Gather each line of the material that contains the string "pale" and copy it in full. Case counts when matching.

──────

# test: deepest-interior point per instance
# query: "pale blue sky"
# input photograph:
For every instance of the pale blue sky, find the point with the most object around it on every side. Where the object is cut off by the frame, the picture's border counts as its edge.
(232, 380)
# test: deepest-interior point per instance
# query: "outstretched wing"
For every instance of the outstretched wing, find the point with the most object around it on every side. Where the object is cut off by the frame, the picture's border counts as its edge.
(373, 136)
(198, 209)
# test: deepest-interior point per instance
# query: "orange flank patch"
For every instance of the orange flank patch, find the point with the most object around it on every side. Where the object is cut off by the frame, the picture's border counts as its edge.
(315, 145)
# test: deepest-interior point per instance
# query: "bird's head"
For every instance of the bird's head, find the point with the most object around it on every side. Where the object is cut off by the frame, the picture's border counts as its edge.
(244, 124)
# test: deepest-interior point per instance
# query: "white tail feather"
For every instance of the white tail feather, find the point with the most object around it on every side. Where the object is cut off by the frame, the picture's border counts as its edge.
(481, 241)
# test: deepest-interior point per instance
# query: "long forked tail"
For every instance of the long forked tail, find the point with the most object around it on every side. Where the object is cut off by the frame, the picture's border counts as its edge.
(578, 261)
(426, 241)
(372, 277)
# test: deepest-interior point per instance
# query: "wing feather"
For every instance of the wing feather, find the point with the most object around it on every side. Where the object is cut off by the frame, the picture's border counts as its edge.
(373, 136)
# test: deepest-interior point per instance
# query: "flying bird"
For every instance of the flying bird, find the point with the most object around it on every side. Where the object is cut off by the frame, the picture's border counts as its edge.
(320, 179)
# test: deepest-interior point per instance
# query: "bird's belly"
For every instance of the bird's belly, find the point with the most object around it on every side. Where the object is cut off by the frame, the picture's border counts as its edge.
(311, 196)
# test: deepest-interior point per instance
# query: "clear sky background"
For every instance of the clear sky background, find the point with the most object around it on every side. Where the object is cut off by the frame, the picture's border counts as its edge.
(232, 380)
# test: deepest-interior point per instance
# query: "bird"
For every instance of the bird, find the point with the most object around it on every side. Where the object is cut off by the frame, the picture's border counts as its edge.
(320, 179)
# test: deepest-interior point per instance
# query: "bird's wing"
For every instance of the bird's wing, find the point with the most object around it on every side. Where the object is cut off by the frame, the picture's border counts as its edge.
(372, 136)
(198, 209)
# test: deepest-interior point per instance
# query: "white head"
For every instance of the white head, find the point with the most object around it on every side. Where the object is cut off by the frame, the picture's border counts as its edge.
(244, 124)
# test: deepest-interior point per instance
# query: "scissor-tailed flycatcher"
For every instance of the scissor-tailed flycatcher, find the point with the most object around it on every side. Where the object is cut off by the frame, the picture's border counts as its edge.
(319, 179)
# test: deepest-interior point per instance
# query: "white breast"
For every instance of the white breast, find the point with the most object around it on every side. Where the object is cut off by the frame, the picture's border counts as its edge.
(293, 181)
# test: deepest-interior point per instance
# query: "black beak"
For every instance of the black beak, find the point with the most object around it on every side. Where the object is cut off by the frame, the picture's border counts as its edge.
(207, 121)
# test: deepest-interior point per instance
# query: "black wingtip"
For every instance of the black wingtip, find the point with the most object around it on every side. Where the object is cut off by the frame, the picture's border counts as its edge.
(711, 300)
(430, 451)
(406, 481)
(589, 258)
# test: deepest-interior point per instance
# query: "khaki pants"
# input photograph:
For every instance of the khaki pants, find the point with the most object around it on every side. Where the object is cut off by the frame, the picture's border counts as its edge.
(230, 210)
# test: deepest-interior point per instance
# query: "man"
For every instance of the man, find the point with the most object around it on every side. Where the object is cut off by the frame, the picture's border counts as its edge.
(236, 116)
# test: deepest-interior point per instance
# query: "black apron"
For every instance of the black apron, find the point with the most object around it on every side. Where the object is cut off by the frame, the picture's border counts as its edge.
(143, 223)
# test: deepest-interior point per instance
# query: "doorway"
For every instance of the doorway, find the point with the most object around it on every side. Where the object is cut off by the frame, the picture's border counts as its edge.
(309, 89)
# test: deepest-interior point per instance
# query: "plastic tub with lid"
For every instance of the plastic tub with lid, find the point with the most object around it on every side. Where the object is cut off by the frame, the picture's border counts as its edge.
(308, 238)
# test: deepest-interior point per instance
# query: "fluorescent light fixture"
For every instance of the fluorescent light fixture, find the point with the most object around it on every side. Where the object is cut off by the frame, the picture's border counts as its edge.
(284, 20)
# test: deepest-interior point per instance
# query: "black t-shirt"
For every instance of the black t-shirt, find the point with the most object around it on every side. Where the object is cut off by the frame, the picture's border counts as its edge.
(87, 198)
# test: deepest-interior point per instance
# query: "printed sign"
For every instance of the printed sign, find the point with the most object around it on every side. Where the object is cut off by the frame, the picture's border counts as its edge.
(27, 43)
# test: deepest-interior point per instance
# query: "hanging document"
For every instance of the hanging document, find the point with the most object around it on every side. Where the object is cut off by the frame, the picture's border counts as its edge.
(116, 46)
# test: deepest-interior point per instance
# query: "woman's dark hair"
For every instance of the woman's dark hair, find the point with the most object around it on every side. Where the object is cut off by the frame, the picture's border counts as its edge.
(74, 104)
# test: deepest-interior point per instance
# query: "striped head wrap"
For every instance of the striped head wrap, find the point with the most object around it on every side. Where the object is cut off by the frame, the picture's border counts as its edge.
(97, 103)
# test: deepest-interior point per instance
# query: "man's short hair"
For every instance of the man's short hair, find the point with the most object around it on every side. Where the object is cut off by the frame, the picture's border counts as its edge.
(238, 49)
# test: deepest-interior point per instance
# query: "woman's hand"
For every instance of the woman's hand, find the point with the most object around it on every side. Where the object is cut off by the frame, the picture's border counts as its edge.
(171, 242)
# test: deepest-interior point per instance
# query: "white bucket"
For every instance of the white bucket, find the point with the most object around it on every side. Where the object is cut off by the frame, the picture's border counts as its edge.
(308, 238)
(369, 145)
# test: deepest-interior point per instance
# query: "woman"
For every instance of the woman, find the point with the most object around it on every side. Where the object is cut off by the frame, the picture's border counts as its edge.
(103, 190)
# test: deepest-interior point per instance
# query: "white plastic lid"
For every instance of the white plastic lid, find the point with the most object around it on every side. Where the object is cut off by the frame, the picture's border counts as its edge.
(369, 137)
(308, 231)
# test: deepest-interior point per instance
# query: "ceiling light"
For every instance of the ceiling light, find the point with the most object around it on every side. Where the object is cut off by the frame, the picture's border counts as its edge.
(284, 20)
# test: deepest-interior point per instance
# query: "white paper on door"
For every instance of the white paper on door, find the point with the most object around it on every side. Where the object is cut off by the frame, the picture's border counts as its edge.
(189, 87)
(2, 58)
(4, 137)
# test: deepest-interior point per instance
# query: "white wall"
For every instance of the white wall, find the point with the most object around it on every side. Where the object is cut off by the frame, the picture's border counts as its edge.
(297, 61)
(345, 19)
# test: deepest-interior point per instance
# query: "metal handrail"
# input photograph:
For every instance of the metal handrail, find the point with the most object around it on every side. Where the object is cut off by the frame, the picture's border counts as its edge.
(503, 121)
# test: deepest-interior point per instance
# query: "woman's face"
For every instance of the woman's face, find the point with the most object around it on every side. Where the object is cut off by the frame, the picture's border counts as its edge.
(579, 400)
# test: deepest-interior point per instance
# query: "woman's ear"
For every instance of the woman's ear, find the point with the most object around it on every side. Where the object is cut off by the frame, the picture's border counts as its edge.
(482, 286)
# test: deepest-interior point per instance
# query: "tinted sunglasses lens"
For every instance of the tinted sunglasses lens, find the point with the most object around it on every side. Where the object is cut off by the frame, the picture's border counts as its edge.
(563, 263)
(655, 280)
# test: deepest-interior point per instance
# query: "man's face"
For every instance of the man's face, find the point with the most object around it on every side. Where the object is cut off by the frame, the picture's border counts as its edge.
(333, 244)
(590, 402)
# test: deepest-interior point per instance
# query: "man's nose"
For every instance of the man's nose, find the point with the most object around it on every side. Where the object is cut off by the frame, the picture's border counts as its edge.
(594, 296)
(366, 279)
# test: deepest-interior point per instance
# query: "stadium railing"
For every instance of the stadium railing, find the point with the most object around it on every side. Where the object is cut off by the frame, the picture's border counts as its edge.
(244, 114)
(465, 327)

──────

Task answer:
# query: "pale blue sky"
For every instance of the pale blue sky, find the point with the most object around it on every side. Where the object is cut off by the frame, the picture's border counts as its edge.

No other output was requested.